Document passage: Begin

Toolmakers use various processes to form metal into tools that are used in the production of almost every other product manufactured. They also make the jigs and clamps that hold metal while it is being processed. Die makers create devices that shape hot metal in stamping and forging operations. In many ways tool and die makers are like more highly skilled and specialized machinists. Whereas a machinist makes a single part in the production process, the tool and die makers may make the entire machine and any adjustments necessary to make the machine operate more effectively.
Like other professions that worked with hot metals, tool and die makers traditionally worked in areas where the risk of fire and heat exposure was a significant problem. To protect both the workers and the building from these risks, a lot of employers relied on asbestos. Asbestos insulation around boilers and forges helped control the amount of heat that escaped into the work area, making the forge more efficient and making the work environment more tolerable. Asbestos insulation on work areas prevented slag or sparks from igniting fires, and asbestos gloves and work clothes protected the workers themselves from being burned. As a result, tool and die makers, especially up through the 1970s when regulations started going into place, were at risk to be exposed to large amounts of asbestos carrying out their job related duties.

Document passage: End

Complete the following:
1. Retype the passage on tool and die makers, starting at "Toolmakers use various" and ending at "operate more effectively.".
2. In the passage on tool and die makers, what kind of devices do die makers create?
3. Carry on with the passage on tool and die makers from where it stops.

Records shown: Begin

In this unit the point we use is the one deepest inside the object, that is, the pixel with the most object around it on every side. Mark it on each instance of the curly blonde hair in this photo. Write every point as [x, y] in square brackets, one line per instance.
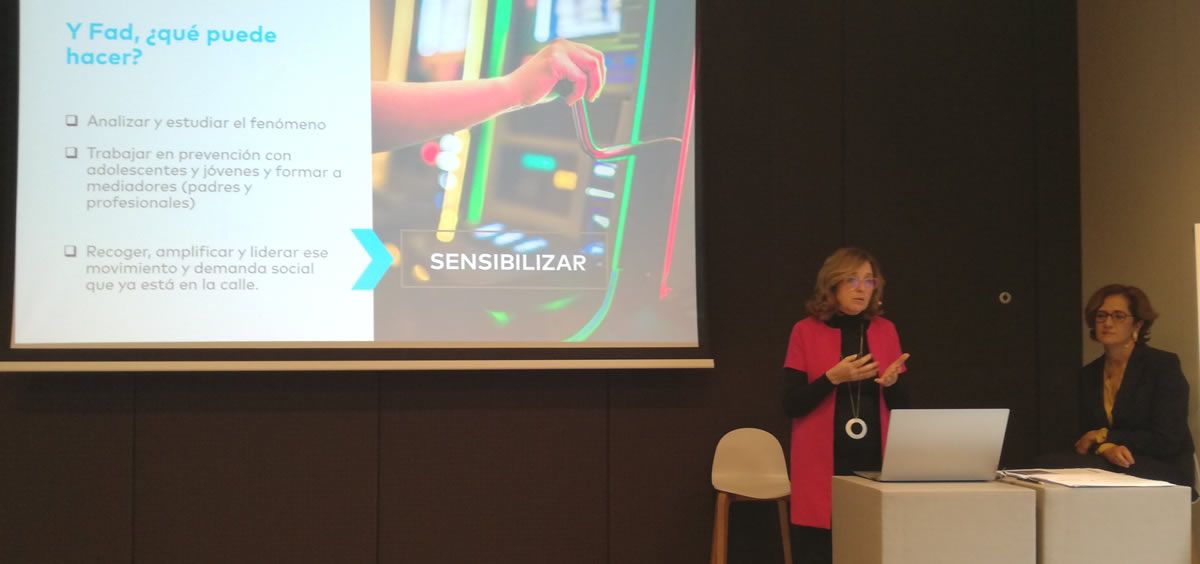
[839, 267]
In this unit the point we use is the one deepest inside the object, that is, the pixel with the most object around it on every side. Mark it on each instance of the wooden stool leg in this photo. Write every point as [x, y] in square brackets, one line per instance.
[785, 531]
[721, 529]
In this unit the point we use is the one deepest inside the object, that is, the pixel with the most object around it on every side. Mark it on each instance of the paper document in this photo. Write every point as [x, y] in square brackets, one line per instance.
[1081, 478]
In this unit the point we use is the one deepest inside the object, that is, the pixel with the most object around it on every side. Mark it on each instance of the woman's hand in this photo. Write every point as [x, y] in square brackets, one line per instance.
[893, 373]
[1120, 456]
[853, 369]
[1086, 442]
[581, 66]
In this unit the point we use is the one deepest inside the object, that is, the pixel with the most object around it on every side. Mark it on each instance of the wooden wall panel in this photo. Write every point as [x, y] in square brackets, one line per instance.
[66, 456]
[256, 468]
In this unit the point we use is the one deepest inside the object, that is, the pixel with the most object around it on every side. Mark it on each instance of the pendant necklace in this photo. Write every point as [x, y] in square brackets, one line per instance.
[856, 400]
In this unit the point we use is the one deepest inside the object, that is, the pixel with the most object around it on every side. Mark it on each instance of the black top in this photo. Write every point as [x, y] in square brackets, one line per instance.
[1150, 414]
[801, 397]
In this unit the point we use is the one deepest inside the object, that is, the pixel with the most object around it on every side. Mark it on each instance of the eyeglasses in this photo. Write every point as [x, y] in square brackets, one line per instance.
[1117, 316]
[852, 283]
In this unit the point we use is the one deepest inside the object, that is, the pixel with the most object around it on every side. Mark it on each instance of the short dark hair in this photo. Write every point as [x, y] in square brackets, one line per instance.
[838, 268]
[1139, 306]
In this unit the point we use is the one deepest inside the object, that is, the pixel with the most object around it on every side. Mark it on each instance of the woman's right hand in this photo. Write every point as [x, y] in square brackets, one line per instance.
[853, 369]
[1120, 455]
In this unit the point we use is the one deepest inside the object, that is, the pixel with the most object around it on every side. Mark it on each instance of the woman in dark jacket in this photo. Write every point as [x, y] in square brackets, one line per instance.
[1133, 401]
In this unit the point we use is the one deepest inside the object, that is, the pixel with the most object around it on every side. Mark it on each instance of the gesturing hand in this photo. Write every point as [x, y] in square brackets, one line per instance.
[577, 64]
[1086, 442]
[893, 373]
[1120, 456]
[853, 369]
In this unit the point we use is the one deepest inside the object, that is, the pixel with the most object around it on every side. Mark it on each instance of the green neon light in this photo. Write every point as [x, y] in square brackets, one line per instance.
[558, 304]
[538, 162]
[502, 22]
[499, 317]
[639, 107]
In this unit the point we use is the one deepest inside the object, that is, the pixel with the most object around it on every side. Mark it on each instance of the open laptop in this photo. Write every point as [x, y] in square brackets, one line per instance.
[942, 445]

Records shown: End

Outputs in order:
1.
Toolmakers use various processes to form metal into tools that are used in the production of almost every other product manufactured. They also make the jigs and clamps that hold metal while it is being processed. Die makers create devices that shape hot metal in stamping and forging operations. In many ways tool and die makers are like more highly skilled and specialized machinists. Whereas a machinist makes a single part in the production process, the tool and die makers may make the entire machine and any adjustments necessary to make the machine operate more effectively.

2. Devices that shape hot metal in stamping and forging operations.

3.
Asbestos is the only mineral that can be woven into cloth. The fibers are lightweight and flexible. Additionally, asbestos is fireproof, chemically inert, and provides insulation against electricity and heat. Unfortunately, the many good qualities of asbestos are offset by its bad qualities. The Greeks noticed that slaves who worked with asbestos often had trouble breathing and died younger than other slaves.
Studies done in the United States and England confirmed this knowledge during the same time period that asbestos production was getting its start in the United States. By 1924, doctors had diagnosed asbestosis, and by the 1930s doctors were writing medical articles about the link between asbestos and cancer.
All the studies and warnings were ignored, however, and asbestos use continued to increase until the early 1970s. People who worked with asbestos were unaware of the dangers and the government agencies and many private employers that were aware of the problems didn’t tell the public. They also made no effort to minimize workers’ exposure to asbestos.